**Challenge 1:** Render this sentence from the coffee shop layout text in Spanish: "The upside is bigger, but so is the risk."

When you get one of these bigger coffee shop locations, you have the opportunity to serve a lot more customers and generate sales that exceed a million dollars annually.

You can get more creative in the way you create spaces in your shop and make it a true gathering destination. Stores like this can have a small stage to host concerts or special events. You may decide to have a conference area where small groups can gather to meet. A cozy fireplace with leather couches and seating are another option that can make sense. Of course, you’ll also have more space to merchandise and sell bags of coffee, mugs, t-shirts and other swag.

Bryan has leveraged their coffee shops with a larger footprint to host all sorts of events, “Our spacious coffee shop includes a small stage, which has been fantastic for hosting local bands, speakers, and artists. It’s become a community hub, attracting a wide range of customers that would have never found out about us if it weren’t for a special event.”

On the flip side, these kind of coffee shops have higher lease costs, require more employees to operate and maintenance than a smaller space. The upside is bigger, but so is the risk. If you’re a first time business owner that’s figuring it out this can be too much to handle.

Large Starbucks coffee shop floor plan with conference rooms.

In the above floor plan for a Starbucks, you can see that a private conference room has been added in addition to large communal seating options like a large table in the center of the dining room. This layout offers guests plenty ways to meet with people or get work done in the space.

Below is another example of a cafe layout with 2,500 sq. feet of space. This cafe can hold a capacity of over 100 people at one time when you combine the interior and exterior seating areas. That’s a lot of potential sales volume if you can keep the place busy.

**Challenge 2:** List every line of the entries below that contains the string "clump".

Saved entries:
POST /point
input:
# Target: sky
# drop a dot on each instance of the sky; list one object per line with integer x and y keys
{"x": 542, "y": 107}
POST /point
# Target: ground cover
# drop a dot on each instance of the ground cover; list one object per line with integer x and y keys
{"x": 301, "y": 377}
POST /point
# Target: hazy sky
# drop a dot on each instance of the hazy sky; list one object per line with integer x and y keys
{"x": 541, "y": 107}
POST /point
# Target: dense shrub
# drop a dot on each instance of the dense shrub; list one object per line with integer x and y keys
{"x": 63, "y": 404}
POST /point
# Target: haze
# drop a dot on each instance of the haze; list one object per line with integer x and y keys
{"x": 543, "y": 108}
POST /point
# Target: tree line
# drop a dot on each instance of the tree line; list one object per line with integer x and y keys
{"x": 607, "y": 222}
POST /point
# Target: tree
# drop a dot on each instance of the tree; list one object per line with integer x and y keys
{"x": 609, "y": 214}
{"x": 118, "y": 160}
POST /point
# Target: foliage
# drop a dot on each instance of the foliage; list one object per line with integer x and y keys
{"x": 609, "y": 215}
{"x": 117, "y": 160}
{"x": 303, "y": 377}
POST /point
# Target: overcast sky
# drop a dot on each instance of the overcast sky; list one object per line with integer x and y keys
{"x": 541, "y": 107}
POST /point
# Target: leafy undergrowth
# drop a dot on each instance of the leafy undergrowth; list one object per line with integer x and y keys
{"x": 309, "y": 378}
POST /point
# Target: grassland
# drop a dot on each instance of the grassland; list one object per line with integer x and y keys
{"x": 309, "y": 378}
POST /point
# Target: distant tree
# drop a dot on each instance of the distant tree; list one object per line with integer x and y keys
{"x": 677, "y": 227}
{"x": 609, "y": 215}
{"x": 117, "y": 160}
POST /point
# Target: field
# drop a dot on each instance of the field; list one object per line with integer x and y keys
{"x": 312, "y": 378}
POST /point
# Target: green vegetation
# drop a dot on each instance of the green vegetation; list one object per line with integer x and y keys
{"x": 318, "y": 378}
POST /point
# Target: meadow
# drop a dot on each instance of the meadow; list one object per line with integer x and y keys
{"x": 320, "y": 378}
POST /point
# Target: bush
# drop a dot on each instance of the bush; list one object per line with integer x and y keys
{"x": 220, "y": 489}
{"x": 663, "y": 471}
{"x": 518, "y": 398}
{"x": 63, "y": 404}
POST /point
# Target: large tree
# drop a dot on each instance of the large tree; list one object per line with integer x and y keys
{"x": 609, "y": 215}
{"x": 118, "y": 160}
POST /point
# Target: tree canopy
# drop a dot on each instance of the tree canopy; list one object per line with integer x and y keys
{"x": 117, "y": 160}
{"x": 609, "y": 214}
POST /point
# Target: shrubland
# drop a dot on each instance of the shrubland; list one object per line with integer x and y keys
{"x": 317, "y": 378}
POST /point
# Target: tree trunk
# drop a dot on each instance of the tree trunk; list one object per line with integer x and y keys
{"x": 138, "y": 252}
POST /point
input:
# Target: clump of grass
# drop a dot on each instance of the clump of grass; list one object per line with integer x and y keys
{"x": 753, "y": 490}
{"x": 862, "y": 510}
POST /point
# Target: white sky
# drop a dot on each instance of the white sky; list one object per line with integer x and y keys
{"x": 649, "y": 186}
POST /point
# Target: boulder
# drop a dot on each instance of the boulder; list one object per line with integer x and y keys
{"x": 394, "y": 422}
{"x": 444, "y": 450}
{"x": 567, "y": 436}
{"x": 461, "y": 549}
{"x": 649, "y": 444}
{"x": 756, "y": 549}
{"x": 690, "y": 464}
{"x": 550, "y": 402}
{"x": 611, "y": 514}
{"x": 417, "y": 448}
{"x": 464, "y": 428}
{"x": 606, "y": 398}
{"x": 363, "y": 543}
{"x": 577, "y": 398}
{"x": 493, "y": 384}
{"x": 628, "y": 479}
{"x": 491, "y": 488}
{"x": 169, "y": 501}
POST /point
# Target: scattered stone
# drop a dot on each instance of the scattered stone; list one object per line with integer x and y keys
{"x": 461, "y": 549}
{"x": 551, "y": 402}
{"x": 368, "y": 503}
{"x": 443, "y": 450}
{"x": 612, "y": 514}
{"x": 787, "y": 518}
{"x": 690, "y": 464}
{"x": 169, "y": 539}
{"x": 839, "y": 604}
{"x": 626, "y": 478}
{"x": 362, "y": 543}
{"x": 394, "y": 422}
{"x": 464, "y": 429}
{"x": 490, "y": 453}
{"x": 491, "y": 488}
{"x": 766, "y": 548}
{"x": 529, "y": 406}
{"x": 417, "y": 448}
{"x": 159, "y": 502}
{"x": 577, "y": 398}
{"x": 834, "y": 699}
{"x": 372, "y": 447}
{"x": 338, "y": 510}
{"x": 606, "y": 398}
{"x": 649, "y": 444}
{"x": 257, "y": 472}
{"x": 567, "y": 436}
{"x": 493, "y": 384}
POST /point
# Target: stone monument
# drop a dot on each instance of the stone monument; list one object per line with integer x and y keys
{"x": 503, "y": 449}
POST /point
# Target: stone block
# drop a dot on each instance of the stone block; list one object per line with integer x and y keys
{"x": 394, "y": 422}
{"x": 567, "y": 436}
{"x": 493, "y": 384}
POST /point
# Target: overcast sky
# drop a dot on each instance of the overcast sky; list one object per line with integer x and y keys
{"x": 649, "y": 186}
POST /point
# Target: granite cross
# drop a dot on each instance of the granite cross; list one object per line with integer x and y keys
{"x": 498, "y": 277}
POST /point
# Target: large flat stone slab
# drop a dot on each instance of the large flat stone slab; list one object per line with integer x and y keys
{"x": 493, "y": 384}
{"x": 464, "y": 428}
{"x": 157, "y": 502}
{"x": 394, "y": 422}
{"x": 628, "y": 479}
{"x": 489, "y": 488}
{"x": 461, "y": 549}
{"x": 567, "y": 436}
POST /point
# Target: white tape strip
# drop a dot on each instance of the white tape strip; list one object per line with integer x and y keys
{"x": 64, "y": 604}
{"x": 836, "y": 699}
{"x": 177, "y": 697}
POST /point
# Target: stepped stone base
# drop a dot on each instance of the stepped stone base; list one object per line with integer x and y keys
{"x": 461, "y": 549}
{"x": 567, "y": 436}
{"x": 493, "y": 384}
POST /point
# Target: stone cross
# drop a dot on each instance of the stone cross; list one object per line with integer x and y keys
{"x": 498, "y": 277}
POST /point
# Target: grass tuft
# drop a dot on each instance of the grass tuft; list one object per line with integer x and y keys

**Worked answer 1:** El potencial de ganancia es mayor, pero también lo es el riesgo.

**Worked answer 2:**
# Target: clump of grass
# drop a dot on each instance of the clump of grass; list one object per line with integer x and y keys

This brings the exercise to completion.